A run of records:

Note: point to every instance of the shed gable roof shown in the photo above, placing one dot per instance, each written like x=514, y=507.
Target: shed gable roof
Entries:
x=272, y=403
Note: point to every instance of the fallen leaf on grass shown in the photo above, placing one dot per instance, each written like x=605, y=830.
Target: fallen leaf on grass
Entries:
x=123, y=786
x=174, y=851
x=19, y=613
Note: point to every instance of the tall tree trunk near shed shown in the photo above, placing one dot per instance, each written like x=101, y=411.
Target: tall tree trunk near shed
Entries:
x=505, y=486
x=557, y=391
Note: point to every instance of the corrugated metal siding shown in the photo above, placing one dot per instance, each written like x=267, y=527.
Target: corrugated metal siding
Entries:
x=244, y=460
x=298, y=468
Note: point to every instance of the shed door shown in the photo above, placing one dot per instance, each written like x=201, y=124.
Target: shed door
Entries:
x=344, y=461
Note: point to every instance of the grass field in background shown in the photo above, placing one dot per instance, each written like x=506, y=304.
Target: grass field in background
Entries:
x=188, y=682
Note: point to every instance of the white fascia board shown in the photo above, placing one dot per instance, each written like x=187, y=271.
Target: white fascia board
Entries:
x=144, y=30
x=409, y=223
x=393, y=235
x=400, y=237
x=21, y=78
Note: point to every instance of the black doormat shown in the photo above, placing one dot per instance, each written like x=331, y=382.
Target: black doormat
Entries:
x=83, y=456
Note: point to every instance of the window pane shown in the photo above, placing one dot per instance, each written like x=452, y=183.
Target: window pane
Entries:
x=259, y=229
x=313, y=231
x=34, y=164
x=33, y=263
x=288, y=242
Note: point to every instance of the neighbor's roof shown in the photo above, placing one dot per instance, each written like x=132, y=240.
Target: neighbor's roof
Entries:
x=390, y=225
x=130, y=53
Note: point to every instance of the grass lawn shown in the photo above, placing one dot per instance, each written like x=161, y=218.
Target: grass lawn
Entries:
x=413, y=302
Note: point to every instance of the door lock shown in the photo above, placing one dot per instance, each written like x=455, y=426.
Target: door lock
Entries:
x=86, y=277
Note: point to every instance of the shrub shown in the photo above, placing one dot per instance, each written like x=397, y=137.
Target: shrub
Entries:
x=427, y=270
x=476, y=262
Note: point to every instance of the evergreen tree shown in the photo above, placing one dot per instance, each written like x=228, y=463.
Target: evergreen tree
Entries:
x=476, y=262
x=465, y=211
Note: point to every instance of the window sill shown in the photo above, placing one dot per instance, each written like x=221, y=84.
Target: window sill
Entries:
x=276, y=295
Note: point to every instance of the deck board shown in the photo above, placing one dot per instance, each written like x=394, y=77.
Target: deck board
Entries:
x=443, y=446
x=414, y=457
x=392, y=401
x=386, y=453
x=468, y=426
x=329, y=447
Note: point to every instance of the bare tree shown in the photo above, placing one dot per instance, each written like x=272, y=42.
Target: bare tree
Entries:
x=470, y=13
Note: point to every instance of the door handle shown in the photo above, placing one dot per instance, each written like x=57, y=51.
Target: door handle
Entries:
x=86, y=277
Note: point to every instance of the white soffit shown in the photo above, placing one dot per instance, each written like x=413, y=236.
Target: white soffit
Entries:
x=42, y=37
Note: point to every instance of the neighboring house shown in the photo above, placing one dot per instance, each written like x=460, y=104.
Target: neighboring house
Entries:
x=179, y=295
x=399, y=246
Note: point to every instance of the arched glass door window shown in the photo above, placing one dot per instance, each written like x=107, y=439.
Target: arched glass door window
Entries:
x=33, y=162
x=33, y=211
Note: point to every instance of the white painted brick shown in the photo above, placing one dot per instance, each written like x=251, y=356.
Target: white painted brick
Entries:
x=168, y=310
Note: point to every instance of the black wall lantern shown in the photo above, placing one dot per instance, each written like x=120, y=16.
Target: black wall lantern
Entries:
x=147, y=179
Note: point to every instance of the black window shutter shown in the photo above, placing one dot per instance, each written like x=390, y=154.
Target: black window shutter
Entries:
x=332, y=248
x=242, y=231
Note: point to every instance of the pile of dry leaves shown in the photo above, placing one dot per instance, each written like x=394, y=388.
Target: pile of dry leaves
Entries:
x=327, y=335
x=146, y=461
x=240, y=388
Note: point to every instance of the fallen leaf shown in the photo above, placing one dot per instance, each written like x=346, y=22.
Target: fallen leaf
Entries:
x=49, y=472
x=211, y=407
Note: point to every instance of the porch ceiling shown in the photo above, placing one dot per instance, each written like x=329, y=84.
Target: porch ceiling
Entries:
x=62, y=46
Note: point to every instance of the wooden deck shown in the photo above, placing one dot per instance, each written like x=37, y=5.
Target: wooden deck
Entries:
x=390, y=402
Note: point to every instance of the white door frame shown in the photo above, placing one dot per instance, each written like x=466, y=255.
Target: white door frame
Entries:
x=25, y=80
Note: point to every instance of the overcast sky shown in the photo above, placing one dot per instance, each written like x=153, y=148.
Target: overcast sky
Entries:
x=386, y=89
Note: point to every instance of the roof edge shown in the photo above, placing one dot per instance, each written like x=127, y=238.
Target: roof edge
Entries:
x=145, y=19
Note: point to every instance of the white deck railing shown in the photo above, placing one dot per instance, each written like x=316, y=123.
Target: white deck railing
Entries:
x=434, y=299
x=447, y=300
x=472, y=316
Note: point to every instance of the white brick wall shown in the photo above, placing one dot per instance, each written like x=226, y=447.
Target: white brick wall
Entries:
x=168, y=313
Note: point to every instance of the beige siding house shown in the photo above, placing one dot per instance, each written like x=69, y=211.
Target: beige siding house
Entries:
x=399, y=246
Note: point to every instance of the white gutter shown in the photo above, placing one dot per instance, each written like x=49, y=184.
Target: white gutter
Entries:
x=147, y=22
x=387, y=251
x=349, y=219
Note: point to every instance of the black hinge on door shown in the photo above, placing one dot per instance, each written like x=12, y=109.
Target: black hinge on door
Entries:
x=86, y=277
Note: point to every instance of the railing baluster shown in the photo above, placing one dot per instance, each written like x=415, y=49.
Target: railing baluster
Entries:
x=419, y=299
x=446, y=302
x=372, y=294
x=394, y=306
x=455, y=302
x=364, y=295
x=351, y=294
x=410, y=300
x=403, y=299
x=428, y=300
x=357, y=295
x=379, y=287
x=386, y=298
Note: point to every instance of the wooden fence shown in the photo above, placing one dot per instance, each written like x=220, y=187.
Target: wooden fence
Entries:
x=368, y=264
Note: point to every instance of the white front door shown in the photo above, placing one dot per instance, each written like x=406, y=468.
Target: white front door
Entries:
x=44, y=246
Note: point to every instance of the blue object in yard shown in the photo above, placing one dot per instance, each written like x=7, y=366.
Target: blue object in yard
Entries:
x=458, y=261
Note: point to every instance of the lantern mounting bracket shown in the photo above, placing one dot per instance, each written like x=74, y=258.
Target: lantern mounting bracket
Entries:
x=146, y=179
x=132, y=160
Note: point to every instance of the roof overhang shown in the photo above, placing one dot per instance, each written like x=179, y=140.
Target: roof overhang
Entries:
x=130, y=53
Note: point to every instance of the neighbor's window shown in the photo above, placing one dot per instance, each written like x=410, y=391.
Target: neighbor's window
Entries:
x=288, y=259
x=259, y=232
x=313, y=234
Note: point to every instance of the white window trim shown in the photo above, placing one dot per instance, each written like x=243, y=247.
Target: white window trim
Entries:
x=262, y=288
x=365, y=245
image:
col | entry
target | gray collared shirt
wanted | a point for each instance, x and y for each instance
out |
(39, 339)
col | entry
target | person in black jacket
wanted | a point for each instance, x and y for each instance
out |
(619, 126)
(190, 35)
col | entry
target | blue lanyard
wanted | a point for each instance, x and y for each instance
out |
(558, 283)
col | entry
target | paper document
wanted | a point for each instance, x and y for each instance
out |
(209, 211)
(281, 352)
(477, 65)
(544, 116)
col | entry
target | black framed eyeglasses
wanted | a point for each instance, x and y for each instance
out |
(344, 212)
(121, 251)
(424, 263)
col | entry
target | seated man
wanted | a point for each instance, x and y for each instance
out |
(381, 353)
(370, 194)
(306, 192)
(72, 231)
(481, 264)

◆ **What you will do**: Rewrite the rows from the line containing "Note: point to every instance of the shed door" through the line containing "x=83, y=456", changing "shed door" to "barn door" and keeping everything else the same. Give only those lines.

◆ **Finished task**:
Note: point to every instance of the barn door shown in the photo above, placing one dot per instance, each written like x=201, y=124.
Target: barn door
Entries:
x=344, y=461
Note: point to every instance of the grass field in background shown in the photo above, placing one dot per instance, each written like x=506, y=304.
Target: grass field in background
Entries:
x=188, y=682
Note: point to every instance of the white fascia board shown in the photo above, placing one dot per instance, each written like x=187, y=271.
Target: white fascia board
Entries:
x=144, y=30
x=409, y=223
x=393, y=235
x=400, y=237
x=21, y=78
Note: point to every instance of the black doormat shown in the photo above, placing one dot per instance, each written like x=331, y=382.
Target: black doormat
Entries:
x=83, y=456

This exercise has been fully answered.